Exercise task: Beneath this task is a listing; retype all of it exactly.

Labeled-object pointing entries
=-=-=

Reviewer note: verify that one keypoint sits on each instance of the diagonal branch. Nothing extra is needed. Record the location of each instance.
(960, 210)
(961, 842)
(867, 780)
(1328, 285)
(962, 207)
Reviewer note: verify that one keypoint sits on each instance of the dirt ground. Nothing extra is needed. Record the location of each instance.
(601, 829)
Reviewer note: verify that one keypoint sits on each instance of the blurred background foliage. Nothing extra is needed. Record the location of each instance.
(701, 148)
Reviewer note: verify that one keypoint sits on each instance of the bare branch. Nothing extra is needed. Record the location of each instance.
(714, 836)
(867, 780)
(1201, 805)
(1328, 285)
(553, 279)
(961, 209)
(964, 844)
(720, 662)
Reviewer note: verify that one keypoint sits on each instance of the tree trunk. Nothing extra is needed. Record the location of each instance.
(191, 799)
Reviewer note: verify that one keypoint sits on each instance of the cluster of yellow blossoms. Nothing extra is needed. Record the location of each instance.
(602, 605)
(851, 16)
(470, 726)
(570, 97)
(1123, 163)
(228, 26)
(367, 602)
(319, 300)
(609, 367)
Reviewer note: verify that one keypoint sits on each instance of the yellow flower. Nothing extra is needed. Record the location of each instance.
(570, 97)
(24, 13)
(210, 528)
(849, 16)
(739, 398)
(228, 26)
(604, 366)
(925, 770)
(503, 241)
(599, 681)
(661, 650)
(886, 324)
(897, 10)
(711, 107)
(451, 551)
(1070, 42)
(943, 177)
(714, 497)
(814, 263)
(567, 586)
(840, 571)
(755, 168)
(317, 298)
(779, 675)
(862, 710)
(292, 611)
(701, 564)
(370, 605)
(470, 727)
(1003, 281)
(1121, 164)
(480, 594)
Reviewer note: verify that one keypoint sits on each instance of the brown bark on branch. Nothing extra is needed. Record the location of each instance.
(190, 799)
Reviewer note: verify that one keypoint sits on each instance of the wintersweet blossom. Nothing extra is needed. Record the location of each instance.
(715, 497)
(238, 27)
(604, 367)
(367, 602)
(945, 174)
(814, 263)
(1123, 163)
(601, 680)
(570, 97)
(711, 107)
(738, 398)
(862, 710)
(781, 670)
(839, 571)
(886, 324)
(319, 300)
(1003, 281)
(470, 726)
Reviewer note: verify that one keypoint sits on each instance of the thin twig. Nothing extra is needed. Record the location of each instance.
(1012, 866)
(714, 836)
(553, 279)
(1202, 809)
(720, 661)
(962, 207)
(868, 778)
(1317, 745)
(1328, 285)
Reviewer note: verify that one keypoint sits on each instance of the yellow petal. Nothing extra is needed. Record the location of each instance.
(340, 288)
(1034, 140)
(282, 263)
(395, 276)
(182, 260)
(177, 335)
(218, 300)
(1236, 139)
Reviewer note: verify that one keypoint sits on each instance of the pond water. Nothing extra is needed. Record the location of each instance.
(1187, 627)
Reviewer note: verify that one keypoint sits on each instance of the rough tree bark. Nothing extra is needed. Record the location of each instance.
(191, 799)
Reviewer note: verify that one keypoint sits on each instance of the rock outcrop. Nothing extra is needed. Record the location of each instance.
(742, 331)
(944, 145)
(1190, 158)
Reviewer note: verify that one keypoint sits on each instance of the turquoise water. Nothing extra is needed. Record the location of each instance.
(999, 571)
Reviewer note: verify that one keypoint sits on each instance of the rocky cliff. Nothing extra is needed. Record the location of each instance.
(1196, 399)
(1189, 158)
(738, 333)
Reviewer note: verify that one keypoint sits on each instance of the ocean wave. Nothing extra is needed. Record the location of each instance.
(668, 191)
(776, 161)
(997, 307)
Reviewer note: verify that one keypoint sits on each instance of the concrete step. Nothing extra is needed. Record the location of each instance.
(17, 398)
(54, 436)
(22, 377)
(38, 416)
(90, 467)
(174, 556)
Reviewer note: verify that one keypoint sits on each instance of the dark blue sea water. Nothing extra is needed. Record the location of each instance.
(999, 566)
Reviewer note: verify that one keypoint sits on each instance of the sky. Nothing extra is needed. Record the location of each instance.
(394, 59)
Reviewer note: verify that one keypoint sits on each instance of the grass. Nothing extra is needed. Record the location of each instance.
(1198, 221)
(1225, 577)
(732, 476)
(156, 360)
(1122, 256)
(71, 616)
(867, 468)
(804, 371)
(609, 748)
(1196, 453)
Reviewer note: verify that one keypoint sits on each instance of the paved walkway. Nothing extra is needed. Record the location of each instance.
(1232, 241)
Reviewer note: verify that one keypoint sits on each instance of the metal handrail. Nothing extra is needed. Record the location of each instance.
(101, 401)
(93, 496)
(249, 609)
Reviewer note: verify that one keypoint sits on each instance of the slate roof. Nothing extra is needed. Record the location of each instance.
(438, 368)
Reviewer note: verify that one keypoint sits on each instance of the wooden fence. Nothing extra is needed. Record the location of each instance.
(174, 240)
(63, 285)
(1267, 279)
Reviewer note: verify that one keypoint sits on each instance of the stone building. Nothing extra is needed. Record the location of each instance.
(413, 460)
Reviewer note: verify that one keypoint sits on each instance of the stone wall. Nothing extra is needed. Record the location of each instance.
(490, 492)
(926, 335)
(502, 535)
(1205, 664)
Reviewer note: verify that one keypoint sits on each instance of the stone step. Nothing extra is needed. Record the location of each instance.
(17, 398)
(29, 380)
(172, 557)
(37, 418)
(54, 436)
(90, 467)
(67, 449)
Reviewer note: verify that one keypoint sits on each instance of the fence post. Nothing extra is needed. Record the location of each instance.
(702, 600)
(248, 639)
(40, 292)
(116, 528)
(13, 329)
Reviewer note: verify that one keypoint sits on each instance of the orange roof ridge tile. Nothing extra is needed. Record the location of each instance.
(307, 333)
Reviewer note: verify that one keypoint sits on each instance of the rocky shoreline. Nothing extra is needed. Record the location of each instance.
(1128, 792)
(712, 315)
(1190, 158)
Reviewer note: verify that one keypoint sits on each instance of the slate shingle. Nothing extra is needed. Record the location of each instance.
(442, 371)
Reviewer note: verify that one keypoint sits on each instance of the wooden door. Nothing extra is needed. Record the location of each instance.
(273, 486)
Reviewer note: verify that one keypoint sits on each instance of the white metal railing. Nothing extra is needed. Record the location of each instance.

=-=-=

Expected output:
Reviewer note: verify that one keypoint sits on each instance of the diagonal branch. Nothing extra is needed. Record the location of each instance.
(960, 210)
(961, 842)
(867, 780)
(1328, 285)
(962, 207)
Reviewer note: verify that one keypoint sits on each instance of the dirt ground. Nothing extra is needed. Record the location of each instance.
(601, 829)
Reviewer note: verify that one keypoint sits on each instance of the blurred background foliage. Nothing extra is needed. Record the location of each instance.
(701, 148)
Reviewer note: verify that one keypoint sits on each instance of the bare branch. Nothing extra is needed. Record the location of each instance.
(714, 836)
(867, 780)
(1201, 805)
(1328, 285)
(553, 279)
(961, 209)
(964, 844)
(720, 662)
Reviewer note: verify that one keypoint sits on each instance of the tree trunk. Nothing extra is needed. Record the location of each instance.
(191, 799)
Reviewer note: verify that one keypoint sits on each instance of the cluster of yellow blossoms. Nothing extra is needed. Record the location of each instance.
(602, 605)
(851, 16)
(470, 726)
(570, 97)
(1123, 163)
(228, 26)
(367, 602)
(319, 300)
(609, 367)
Reviewer note: verify that one keypoint sits on each instance of the yellow flower. Nothing extra is needed. Record the location of each instance.
(570, 97)
(24, 13)
(210, 528)
(849, 16)
(739, 398)
(228, 26)
(604, 366)
(925, 770)
(503, 241)
(599, 681)
(661, 650)
(886, 324)
(897, 10)
(711, 107)
(451, 551)
(1070, 42)
(943, 177)
(714, 497)
(814, 263)
(567, 586)
(840, 571)
(755, 168)
(317, 298)
(779, 675)
(862, 710)
(292, 611)
(701, 564)
(370, 605)
(470, 727)
(1003, 281)
(1121, 164)
(480, 594)
Reviewer note: verify that one keypoint sits on each instance of the brown bark on branch. Nothing extra is needed. Record the location of each instance.
(190, 799)
Reviewer note: verify that one keypoint sits on each instance of the wintersweet blossom. Nothing extra is needed. Record the location of each instance.
(715, 497)
(238, 27)
(604, 367)
(367, 602)
(945, 174)
(814, 263)
(1123, 163)
(601, 680)
(570, 97)
(711, 107)
(738, 398)
(862, 710)
(781, 670)
(839, 571)
(886, 324)
(319, 300)
(1003, 281)
(470, 726)
Reviewer note: verify that one keypoint sits on each instance of the thin twig. Nothing extra is needed. Record the location of each instance.
(1012, 866)
(714, 836)
(553, 279)
(1202, 809)
(720, 661)
(962, 207)
(868, 778)
(1317, 745)
(1328, 285)
Reviewer note: verify that one keypoint sits on each instance of the yellow petal. Nothing extra is needed. Record the location of each instance.
(340, 288)
(1034, 140)
(282, 263)
(395, 276)
(182, 260)
(177, 335)
(218, 300)
(1236, 139)
Reviewer note: verify that one keypoint sits on each instance of the pond water. Nothing extra is needed. Record the location of each instance.
(1187, 627)
Reviewer note: verify that one keypoint sits on each instance of the rough tree bark. Nothing extra is needed. Record the location of each instance.
(191, 799)
Reviewer note: verify that one keypoint sits on each instance of the rock outcrop. Nothing extra is needed. Record the location of each instance.
(742, 331)
(944, 145)
(1190, 158)
Reviewer note: verify that one keypoint sits on each instance of the turquoise water. Nothing extra is needed. Record the location of each instance.
(999, 571)
Reviewer note: verify that one keypoint sits on each instance of the rocky cliff. Nothing extra is needed. Record the location of each instance.
(1196, 399)
(1189, 158)
(738, 333)
Reviewer note: verify that one keypoint sits on each instance of the ocean wave. Nothing extra is needed. Record the location of each instance.
(668, 191)
(776, 161)
(997, 307)
Reviewer note: verify that one keypoint sits on each instance of the concrete step. Nothing extra is needed. Record the location of each instance.
(17, 398)
(54, 436)
(22, 377)
(38, 416)
(90, 467)
(174, 556)
Reviewer note: verify that one keypoint sits on each instance of the dark blue sea water. Nothing extra is needed. Record the location of each instance.
(999, 566)
Reviewer note: verify that one keypoint sits on each instance of the sky. Nothing extra is needed. Record the location of each instance.
(394, 59)
Reviewer note: verify that one keypoint sits on each instance of the grass. Nothing extra is needed. Record the location of each instance.
(1198, 221)
(1225, 577)
(732, 476)
(156, 360)
(1122, 256)
(71, 616)
(867, 468)
(804, 371)
(609, 748)
(1196, 453)
Reviewer note: verify that one keypoint sits on each instance of the paved walkway. Nothing extra is needed. Record the location of each instance.
(1232, 241)
Reviewer note: verify that one keypoint sits on each instance of the metal handrail. Nothing extra is needed. Record the location of each instance.
(101, 401)
(93, 496)
(249, 609)
Reviewer note: verify that one keypoint sits on each instance of the slate roof. Nothing extra is needed. Record the location of each instance.
(438, 368)
Reviewer note: verify that one keypoint sits on each instance of the wooden fence. Nothing extra is needed. Record the location of each instance.
(174, 240)
(63, 285)
(1267, 279)
Reviewer note: verify that one keypoint sits on each instance of the stone building. Nothing extra is needed. Record the location of each instance.
(413, 460)
Reviewer note: verify that one keypoint sits on each instance of the stone wall. Nothing extra is needed. Record the location of each instance.
(490, 492)
(926, 335)
(502, 535)
(1205, 664)
Reviewer note: verify that one keypoint sits on each instance of the stone step. Nothing extra is needed. Record the location of each instance.
(17, 398)
(29, 380)
(172, 557)
(37, 418)
(54, 436)
(90, 467)
(67, 449)
Reviewer note: verify that one keypoint sits on each instance of the fence post. Nothing extra is needed. Record the location of each instance.
(702, 600)
(248, 639)
(40, 292)
(116, 528)
(13, 329)
Reviewer note: verify that one keypoint sits on each instance of the orange roof ridge tile. Nothing extra is needed. Record the location of each instance.
(307, 333)
Reviewer note: verify that one keypoint sits on each instance of the rocky shoreline. Nothing extra is needed. Record the location of each instance.
(1128, 792)
(712, 315)
(1190, 158)
Reviewer note: verify that one keypoint sits on each instance of the slate shingle. Nothing extra is needed. Record the location of each instance.
(442, 371)
Reviewer note: verify that one keypoint sits on each instance of the wooden door. Nothing extra is needed. Record the location of each instance.
(273, 486)
Reviewer note: verify that one keypoint sits on each instance of the white metal railing. Nothing extra is needed. Record the location of each instance.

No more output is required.